# PASSAGE TO READ:
##############################

BGA2: A Survey on Intrusion Detection Datasets

Tutor: Buse Gul Atli

Evaluating intrusion detection systems (IDS) is a difficult task, since comparison of different approaches requires the use of a standard dataset. While there are many state-of-the-art datasets (e.g., KDDCup 1999) are publicly available for evaluating the performance of IDS approaches or devices, these datasets no longer represent a realistic architecture or novel attack protocols with incomplete, inconsistent or unlabelled traces. Moreover, many datasets used as a performance metric cannot be shared due to privacy issues, which leads to no fair evaluation of the proposed IDS. The student involved in this topic is expected to make a survey about recently published and publicly available datasets, investigate their characteristics and evaluate their strengths or weaknesses. The student will also investigate what type of qualities should a proper IDS dataset has in order to provide an effective performance metric.

References:

  • Example datasets: https://www.unb.ca/cic/datasets/ids-2017.html
  • A survey on IDS general: ""Network anomaly detection: methods, systems and tools."" IEEE communications surveys & tutorials 16.1 (2014): 303-336.
  • Another survey: Hindy, Hanan, et al. ""A Taxonomy and Survey of Intrusion Detection System Design Techniques, Network Threats and Datasets."" arXiv preprint arXiv:1806.03517 (2018).

##############################

# DATA EXCERPTS:
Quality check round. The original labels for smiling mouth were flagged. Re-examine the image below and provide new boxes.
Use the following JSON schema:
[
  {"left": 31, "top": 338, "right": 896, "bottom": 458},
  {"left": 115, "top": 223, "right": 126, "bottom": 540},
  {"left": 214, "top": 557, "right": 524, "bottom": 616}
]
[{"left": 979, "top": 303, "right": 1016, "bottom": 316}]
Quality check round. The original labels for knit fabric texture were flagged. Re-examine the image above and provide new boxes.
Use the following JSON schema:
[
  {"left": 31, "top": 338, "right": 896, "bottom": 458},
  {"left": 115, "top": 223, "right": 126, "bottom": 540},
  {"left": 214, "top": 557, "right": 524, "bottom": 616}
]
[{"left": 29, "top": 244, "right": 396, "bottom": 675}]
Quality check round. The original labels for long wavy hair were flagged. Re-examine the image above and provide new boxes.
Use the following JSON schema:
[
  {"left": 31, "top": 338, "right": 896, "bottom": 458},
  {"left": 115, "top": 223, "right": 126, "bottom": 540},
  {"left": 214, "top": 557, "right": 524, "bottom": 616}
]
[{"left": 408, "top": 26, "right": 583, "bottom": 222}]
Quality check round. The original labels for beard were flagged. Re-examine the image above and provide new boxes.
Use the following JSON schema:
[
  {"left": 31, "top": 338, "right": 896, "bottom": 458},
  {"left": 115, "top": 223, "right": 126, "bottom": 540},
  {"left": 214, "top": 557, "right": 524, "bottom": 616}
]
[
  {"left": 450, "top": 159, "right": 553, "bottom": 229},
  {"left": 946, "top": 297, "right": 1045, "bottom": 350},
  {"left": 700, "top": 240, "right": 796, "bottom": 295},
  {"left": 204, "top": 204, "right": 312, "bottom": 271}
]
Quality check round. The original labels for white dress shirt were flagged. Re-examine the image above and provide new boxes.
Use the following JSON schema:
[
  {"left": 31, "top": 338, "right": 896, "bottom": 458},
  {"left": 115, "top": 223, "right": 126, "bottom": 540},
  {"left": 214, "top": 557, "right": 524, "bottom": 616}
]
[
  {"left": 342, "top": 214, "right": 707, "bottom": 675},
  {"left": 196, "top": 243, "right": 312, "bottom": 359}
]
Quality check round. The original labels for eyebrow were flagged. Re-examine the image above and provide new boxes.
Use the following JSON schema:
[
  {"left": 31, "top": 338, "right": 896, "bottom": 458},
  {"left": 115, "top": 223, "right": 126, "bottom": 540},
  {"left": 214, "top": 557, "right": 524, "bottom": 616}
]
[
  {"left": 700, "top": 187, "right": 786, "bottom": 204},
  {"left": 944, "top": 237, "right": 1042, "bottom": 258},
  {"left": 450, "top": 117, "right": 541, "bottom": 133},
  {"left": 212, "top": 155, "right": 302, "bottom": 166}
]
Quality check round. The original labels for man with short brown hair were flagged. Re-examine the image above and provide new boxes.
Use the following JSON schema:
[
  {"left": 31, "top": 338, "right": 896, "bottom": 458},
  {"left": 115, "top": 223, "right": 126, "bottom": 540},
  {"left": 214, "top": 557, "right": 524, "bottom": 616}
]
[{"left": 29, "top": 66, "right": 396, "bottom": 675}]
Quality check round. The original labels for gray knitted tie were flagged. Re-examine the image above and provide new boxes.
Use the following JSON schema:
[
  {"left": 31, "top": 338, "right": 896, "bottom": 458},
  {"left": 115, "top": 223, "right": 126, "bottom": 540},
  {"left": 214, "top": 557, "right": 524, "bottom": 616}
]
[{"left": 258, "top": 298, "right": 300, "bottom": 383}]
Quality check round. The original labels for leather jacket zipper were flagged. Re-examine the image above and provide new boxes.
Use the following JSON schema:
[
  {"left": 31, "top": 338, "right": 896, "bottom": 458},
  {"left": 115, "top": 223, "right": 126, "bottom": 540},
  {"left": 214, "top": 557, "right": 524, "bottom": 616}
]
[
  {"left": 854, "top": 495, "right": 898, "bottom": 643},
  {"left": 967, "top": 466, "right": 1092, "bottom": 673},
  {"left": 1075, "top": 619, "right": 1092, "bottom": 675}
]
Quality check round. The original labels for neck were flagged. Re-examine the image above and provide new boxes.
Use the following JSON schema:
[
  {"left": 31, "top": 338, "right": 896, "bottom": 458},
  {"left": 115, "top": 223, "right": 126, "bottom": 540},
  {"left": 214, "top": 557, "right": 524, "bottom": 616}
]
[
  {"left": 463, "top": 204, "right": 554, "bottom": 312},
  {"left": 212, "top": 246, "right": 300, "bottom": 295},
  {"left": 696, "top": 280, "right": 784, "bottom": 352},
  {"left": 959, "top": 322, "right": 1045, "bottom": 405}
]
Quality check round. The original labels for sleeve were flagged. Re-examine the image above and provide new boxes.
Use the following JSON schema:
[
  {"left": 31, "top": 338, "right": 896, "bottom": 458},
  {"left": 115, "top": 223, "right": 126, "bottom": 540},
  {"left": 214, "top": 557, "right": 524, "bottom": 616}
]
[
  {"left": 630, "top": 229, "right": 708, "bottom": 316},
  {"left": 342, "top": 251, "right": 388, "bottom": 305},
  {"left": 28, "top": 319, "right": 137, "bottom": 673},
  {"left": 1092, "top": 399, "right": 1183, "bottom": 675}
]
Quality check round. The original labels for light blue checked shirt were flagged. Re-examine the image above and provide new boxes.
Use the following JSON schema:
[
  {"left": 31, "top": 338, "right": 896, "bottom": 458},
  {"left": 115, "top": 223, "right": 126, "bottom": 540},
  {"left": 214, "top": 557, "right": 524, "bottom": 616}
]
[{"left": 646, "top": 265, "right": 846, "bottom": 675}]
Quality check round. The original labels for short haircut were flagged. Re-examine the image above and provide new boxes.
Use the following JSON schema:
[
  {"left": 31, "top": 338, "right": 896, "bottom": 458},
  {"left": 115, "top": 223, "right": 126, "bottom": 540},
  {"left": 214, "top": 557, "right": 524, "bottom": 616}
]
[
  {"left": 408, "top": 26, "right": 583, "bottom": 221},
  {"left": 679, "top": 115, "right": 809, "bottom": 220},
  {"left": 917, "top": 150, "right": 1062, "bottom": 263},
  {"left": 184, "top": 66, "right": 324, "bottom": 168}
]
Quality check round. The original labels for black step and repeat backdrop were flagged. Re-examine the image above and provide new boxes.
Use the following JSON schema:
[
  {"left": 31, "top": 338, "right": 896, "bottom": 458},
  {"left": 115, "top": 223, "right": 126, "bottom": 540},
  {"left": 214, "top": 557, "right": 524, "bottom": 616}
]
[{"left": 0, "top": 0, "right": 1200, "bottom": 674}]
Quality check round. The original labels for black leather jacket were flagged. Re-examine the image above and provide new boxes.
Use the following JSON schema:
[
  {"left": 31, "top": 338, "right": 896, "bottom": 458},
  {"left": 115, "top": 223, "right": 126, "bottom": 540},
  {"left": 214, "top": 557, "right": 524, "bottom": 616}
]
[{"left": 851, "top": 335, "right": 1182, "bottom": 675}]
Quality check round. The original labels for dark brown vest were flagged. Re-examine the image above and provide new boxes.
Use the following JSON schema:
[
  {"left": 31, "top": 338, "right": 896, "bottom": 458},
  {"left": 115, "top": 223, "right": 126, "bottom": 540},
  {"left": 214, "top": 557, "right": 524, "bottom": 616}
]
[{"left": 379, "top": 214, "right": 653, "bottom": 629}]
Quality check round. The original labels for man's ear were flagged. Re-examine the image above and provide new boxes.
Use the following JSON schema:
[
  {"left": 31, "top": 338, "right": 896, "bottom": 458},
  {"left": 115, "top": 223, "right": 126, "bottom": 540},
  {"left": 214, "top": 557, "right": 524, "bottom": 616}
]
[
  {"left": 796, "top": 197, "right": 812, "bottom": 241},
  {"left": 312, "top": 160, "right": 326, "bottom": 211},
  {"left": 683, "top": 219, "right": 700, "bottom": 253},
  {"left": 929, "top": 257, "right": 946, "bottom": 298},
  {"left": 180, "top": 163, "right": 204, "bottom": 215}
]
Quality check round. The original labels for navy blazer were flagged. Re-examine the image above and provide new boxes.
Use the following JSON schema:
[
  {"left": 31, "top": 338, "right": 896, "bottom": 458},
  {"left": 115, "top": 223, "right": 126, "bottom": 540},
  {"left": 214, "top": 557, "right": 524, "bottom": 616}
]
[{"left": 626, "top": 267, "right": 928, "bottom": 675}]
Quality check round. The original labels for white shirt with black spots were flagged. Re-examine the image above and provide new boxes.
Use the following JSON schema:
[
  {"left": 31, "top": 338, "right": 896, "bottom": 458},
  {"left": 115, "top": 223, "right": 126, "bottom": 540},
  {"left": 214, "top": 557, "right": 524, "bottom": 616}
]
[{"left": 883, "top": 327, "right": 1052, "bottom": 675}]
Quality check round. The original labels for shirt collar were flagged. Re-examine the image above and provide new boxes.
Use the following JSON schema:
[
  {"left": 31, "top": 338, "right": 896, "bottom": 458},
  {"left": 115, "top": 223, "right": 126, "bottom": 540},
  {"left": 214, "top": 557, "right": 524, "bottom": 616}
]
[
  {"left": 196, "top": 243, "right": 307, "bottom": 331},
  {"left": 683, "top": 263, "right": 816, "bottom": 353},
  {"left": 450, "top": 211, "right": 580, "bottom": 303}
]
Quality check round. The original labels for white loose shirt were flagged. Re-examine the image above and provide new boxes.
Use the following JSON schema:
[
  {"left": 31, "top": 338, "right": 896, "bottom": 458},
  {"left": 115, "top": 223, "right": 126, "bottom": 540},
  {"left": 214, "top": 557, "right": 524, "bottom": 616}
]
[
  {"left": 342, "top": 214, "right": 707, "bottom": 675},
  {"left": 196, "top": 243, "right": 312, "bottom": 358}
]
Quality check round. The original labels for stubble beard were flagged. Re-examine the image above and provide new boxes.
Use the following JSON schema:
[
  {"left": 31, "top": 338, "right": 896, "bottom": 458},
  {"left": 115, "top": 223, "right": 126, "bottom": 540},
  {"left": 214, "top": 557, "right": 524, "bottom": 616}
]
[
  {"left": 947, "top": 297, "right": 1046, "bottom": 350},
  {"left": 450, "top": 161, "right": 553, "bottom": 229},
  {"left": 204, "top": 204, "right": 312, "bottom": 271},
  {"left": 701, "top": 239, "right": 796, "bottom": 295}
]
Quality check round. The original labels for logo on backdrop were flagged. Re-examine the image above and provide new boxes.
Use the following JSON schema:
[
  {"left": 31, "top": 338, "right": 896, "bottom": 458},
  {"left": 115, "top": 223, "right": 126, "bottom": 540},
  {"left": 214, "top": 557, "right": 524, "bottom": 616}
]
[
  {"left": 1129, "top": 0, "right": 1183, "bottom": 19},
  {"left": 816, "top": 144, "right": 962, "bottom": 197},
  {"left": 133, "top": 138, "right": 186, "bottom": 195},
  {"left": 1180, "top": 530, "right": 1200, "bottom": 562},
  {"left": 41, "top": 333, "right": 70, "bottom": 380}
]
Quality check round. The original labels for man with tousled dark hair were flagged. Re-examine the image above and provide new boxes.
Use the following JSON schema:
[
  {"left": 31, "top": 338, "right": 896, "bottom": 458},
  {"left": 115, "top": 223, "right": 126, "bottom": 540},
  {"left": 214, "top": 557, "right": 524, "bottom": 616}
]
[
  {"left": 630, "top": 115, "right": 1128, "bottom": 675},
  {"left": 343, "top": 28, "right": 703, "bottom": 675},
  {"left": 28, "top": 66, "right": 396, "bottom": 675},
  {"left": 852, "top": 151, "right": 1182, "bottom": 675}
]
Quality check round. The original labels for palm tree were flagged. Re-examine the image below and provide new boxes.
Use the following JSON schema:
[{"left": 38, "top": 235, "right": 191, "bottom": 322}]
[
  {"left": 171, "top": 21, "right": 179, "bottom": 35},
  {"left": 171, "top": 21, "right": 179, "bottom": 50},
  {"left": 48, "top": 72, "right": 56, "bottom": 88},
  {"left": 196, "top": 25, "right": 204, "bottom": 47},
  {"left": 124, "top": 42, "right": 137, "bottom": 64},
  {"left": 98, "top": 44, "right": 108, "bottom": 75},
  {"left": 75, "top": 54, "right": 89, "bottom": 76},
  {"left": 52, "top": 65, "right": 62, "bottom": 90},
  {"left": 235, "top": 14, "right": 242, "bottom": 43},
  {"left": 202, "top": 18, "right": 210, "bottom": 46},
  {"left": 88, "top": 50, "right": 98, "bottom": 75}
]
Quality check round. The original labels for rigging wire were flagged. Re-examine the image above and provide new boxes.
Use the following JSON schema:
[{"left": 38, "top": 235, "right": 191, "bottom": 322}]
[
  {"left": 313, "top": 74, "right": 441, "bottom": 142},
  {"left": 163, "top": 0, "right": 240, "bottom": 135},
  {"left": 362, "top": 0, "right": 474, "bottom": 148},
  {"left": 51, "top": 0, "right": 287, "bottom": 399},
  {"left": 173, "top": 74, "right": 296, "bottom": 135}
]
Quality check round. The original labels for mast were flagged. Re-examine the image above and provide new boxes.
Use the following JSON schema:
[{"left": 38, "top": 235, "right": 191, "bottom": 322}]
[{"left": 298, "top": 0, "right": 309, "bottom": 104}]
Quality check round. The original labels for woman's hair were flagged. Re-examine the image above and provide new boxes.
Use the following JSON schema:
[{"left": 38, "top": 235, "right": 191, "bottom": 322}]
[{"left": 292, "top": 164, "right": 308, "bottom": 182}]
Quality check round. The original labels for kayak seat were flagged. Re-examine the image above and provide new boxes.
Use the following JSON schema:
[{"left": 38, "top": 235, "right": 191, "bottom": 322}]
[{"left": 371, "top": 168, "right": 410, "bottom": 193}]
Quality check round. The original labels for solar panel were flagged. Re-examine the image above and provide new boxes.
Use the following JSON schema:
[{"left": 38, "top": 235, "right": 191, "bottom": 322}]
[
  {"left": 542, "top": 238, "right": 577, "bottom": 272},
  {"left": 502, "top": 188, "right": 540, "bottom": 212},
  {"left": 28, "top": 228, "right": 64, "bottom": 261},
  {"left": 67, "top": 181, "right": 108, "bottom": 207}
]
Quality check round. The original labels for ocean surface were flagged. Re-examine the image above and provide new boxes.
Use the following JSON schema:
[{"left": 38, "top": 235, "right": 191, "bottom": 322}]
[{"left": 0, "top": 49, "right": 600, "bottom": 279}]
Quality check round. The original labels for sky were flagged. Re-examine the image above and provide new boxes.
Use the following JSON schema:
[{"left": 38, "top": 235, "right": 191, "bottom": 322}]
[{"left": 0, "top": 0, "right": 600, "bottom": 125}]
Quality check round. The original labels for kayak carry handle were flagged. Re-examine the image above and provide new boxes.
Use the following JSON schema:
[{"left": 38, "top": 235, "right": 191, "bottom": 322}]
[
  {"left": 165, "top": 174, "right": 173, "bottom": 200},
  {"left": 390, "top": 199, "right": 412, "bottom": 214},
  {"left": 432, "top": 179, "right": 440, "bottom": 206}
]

##############################

# DIRECTIONS:
In the intrusion detection survey topic, why can many datasets used as a performance metric not be shared? These rows were taken from a different source than the text.

# RESPONSE FOR THIS EXERCISE:
They cannot be shared because of privacy issues.